** START **
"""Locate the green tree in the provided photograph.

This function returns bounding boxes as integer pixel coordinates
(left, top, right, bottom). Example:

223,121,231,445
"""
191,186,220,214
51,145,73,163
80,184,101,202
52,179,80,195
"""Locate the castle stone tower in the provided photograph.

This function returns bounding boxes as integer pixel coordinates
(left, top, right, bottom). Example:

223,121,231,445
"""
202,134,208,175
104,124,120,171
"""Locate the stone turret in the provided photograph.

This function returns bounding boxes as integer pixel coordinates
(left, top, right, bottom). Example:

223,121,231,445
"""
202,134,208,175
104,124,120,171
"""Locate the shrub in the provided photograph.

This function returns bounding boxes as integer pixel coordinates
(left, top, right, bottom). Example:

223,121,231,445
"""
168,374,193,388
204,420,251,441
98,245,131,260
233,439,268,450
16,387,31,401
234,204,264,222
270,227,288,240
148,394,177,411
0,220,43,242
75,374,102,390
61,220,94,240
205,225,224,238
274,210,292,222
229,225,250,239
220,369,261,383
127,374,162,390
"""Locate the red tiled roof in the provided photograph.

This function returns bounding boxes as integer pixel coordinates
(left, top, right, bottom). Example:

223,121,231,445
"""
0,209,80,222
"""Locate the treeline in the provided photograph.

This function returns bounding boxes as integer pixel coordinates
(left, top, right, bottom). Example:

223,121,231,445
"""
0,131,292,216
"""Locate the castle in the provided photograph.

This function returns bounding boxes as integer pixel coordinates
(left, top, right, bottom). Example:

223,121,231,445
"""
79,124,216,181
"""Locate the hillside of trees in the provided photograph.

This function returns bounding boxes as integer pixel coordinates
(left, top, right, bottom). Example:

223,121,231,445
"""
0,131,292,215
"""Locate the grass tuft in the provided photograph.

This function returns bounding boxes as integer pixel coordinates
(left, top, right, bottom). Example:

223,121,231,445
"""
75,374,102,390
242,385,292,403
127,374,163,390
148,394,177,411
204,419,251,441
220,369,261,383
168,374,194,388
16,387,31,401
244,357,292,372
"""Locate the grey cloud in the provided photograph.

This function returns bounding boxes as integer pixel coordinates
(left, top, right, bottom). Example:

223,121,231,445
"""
** END **
__What to do__
Can you rewrite every line of all the entries above as a Markdown table with two columns, Row for a running number and Line for the text, skipping any blank lines?

__Answer to this exercise__
| Row | Line |
|---|---|
| 1 | """Locate the green tree in the provided photograph. |
| 2 | This function returns bounding boxes as integer pixel coordinates |
| 3 | (left, top, right, bottom). Example: |
| 4 | 223,121,231,445 |
| 5 | """ |
| 6 | 191,186,220,214 |
| 7 | 51,145,73,163 |
| 8 | 80,184,101,202 |
| 9 | 52,179,80,195 |
| 10 | """Locate the castle stone tower in the provided photograph. |
| 11 | This function returns bounding boxes as integer pixel coordinates |
| 12 | (left, top, right, bottom). Example: |
| 13 | 223,121,231,445 |
| 14 | """ |
| 15 | 202,134,208,175 |
| 16 | 104,124,120,171 |
| 17 | """Locate the stone turret in the provided photograph. |
| 18 | This function returns bounding boxes as integer pixel coordinates |
| 19 | (left, top, right, bottom). Example: |
| 20 | 223,121,231,445 |
| 21 | """ |
| 22 | 202,134,208,175 |
| 23 | 104,124,120,171 |
| 24 | """Locate the shrub in the provided photograph. |
| 25 | This function returns bounding boxes as integer pixel coordinates |
| 26 | (left, top, right, bottom). Example: |
| 27 | 223,121,231,445 |
| 28 | """ |
| 29 | 168,374,193,388 |
| 30 | 204,420,251,441 |
| 31 | 98,245,131,260 |
| 32 | 233,439,268,450 |
| 33 | 16,387,31,401 |
| 34 | 234,204,264,222 |
| 35 | 270,227,288,240 |
| 36 | 148,394,177,411 |
| 37 | 0,220,43,242 |
| 38 | 75,374,102,390 |
| 39 | 61,220,94,240 |
| 40 | 205,225,224,238 |
| 41 | 274,210,292,222 |
| 42 | 229,225,250,239 |
| 43 | 220,369,261,383 |
| 44 | 127,374,162,390 |
| 45 | """Locate the red tiled roof in the provided photograph. |
| 46 | This function returns bounding boxes as integer pixel coordinates |
| 47 | (left, top, right, bottom). Example: |
| 48 | 223,121,231,445 |
| 49 | """ |
| 50 | 0,209,80,222 |
| 51 | """Locate the treeline in the provided photograph. |
| 52 | This function returns bounding boxes as integer pixel coordinates |
| 53 | (left, top, right, bottom). Example: |
| 54 | 223,121,231,445 |
| 55 | """ |
| 56 | 0,131,292,216 |
| 57 | """Locate the castle in the provided photograph. |
| 58 | This function returns bounding boxes as integer pixel coordinates |
| 59 | (left, top, right, bottom). Example: |
| 60 | 223,121,231,445 |
| 61 | """ |
| 62 | 79,124,216,181 |
| 63 | """Locate the hillside of trees in the provided photograph. |
| 64 | This function returns bounding boxes as integer pixel coordinates |
| 65 | (left, top, right, bottom). Example: |
| 66 | 223,121,231,445 |
| 67 | """ |
| 68 | 0,131,292,215 |
| 69 | """Locate the grass tuft in the provided photograph. |
| 70 | This function returns bounding boxes as integer pixel coordinates |
| 71 | (left, top, right, bottom). Example: |
| 72 | 223,121,231,445 |
| 73 | """ |
| 74 | 75,374,102,390 |
| 75 | 242,385,292,403 |
| 76 | 127,374,163,390 |
| 77 | 148,394,177,411 |
| 78 | 204,419,251,441 |
| 79 | 220,369,261,383 |
| 80 | 168,374,194,388 |
| 81 | 16,387,31,401 |
| 82 | 244,357,292,372 |
| 83 | """Locate the grey cloud in the provided photograph. |
| 84 | This function returns bounding boxes as integer pixel coordinates |
| 85 | (left, top, right, bottom). Example: |
| 86 | 223,121,231,445 |
| 87 | """ |